- **Task directions**
Reproduce verbatim the items below, starting at the line that contains "Retail shelf-audit station: indicate every instance of the leg" and stopping after the line that contains "of the compound". Copy only those lines.

-- START Extracted entries --

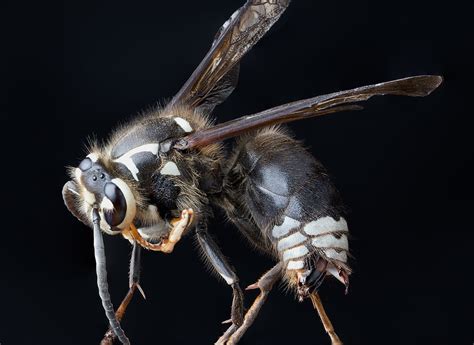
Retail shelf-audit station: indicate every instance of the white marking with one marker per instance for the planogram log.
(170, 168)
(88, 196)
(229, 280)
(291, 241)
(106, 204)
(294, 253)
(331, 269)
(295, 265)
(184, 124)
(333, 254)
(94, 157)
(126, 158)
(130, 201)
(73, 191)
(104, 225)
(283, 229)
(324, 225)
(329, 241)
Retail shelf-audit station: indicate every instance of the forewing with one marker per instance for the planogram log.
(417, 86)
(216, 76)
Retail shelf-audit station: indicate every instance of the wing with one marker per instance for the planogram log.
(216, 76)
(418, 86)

-- END Extracted entries --
-- START Extracted entries --

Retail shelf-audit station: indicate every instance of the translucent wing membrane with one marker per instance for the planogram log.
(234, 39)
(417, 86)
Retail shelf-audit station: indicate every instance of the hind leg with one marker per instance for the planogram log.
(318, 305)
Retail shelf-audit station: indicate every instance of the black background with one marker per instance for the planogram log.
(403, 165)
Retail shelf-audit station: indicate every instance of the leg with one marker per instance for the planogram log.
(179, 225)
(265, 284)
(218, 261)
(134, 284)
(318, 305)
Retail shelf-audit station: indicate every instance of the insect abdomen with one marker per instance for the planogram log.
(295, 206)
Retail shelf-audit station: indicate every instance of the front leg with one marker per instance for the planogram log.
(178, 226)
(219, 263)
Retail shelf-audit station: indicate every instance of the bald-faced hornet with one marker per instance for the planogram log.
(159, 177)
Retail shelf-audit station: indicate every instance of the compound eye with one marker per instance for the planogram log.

-- END Extracted entries --

- **Solution to this problem**
Retail shelf-audit station: indicate every instance of the leg with one marker per instance for the planogram log.
(179, 225)
(265, 284)
(218, 261)
(134, 284)
(318, 305)
Retail shelf-audit station: indicate every instance of the insect abdomen with one marker per instance for the planogram log.
(295, 206)
Retail shelf-audit station: indicate every instance of the front leg with one marker per instance for the planogram log.
(178, 226)
(219, 263)
Retail shelf-audit station: indicate every instance of the bald-faced hornet with one marker per instance for the planogram log.
(159, 177)
Retail shelf-audit station: indicate every instance of the compound eye with one marker per instance for the planogram log.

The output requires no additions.